From the first line to the last, print the data exactly.

▶ RECORDS PROVIDED:
^^^^^^^^^^^^^^^^

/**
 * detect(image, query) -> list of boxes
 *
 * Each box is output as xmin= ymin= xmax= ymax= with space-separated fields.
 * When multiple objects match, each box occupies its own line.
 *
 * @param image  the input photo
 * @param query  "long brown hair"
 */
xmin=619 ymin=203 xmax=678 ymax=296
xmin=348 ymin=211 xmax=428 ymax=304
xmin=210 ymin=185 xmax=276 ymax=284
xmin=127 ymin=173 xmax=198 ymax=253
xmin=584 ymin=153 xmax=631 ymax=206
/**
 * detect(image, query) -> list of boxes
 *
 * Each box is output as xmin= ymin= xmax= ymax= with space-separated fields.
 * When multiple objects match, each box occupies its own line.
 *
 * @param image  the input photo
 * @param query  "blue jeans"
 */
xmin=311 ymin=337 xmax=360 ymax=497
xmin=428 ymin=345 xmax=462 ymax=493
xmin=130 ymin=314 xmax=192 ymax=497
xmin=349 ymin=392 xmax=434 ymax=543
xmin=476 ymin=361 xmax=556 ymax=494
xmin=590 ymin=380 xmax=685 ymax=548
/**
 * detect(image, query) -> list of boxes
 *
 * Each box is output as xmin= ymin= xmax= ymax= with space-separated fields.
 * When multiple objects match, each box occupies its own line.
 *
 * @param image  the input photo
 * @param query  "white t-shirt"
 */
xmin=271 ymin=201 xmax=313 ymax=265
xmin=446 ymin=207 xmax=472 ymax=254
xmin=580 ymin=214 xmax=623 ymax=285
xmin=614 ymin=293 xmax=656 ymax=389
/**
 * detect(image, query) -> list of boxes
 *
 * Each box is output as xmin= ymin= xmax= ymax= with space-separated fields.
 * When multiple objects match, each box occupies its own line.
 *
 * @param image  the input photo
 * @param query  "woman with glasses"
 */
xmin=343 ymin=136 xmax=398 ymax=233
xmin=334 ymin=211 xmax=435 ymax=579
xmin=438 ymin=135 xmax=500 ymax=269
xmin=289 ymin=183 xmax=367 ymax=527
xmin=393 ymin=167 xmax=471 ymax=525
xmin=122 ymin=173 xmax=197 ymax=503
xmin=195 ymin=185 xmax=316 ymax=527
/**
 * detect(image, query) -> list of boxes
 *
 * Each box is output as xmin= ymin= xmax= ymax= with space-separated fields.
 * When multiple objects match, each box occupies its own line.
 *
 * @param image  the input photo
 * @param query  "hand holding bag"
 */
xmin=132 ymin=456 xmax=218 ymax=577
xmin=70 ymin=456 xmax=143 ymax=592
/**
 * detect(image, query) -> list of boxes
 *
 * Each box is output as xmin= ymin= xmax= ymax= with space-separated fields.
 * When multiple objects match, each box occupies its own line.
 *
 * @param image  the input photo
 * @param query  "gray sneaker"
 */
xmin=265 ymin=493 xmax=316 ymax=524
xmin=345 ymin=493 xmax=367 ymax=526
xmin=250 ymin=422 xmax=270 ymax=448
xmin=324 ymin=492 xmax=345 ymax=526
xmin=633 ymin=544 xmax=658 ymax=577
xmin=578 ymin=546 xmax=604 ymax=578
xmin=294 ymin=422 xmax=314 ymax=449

^^^^^^^^^^^^^^^^

▶ WRITTEN REPLY:
/**
 * detect(image, query) -> list of boxes
 *
 * Each box is output as xmin= ymin= xmax= ymax= with space-separated fields.
 * When multiple objects match, each box occupies its own line.
 *
 * @param image  the input photo
 * @param query  "long brown hair"
 */
xmin=619 ymin=203 xmax=678 ymax=296
xmin=348 ymin=211 xmax=428 ymax=304
xmin=210 ymin=185 xmax=276 ymax=284
xmin=127 ymin=173 xmax=198 ymax=253
xmin=584 ymin=153 xmax=631 ymax=206
/**
 * detect(image, query) -> list of boxes
 *
 * Each box is output as xmin= ymin= xmax= ymax= with space-separated fields.
 * When multiple objects match, each box occupies its own line.
 *
 * @param image  the input photo
 * @param query  "blue jeans"
 */
xmin=311 ymin=337 xmax=360 ymax=497
xmin=428 ymin=345 xmax=462 ymax=493
xmin=130 ymin=314 xmax=192 ymax=497
xmin=349 ymin=392 xmax=434 ymax=543
xmin=476 ymin=361 xmax=556 ymax=494
xmin=590 ymin=380 xmax=685 ymax=548
/**
 * detect(image, query) -> list of boxes
 *
 * Each box is output as xmin= ymin= xmax= ymax= with space-separated fields.
 * When multiple objects match, each box occupies its own line.
 *
 * @param image  the input photo
 * @param query  "white t-shirt"
 */
xmin=271 ymin=201 xmax=313 ymax=265
xmin=446 ymin=207 xmax=472 ymax=254
xmin=580 ymin=214 xmax=623 ymax=285
xmin=614 ymin=293 xmax=656 ymax=389
/**
 * detect(image, query) -> list of boxes
 *
 * Each box is output as xmin= ymin= xmax= ymax= with space-separated fields.
 * When multiple objects match, each box occupies its own line.
 *
 * @param image  the input photo
 * @param query  "woman with glasses"
 */
xmin=343 ymin=136 xmax=398 ymax=233
xmin=334 ymin=211 xmax=435 ymax=579
xmin=438 ymin=135 xmax=500 ymax=269
xmin=289 ymin=183 xmax=367 ymax=527
xmin=393 ymin=167 xmax=471 ymax=525
xmin=122 ymin=173 xmax=197 ymax=503
xmin=195 ymin=185 xmax=316 ymax=527
/**
 * detect(image, query) -> list of boxes
 *
 * Each box is output as xmin= ymin= xmax= ymax= with space-separated fields.
 * When multiple objects match, each box occupies its own line.
 *
 * @param image  the input photo
 * @param query  "hand holding bag"
 */
xmin=132 ymin=456 xmax=218 ymax=577
xmin=70 ymin=456 xmax=143 ymax=592
/**
 * detect(image, query) -> list of boxes
 *
 * Each box is output as xmin= ymin= xmax= ymax= with space-separated fields.
 * When multiple objects match, each box occupies its own line.
 *
 * @param image  the input photo
 * @param query  "gray sneaker"
 */
xmin=265 ymin=493 xmax=316 ymax=524
xmin=345 ymin=493 xmax=367 ymax=526
xmin=250 ymin=422 xmax=270 ymax=448
xmin=324 ymin=492 xmax=345 ymax=526
xmin=633 ymin=544 xmax=658 ymax=577
xmin=578 ymin=546 xmax=604 ymax=578
xmin=294 ymin=422 xmax=314 ymax=449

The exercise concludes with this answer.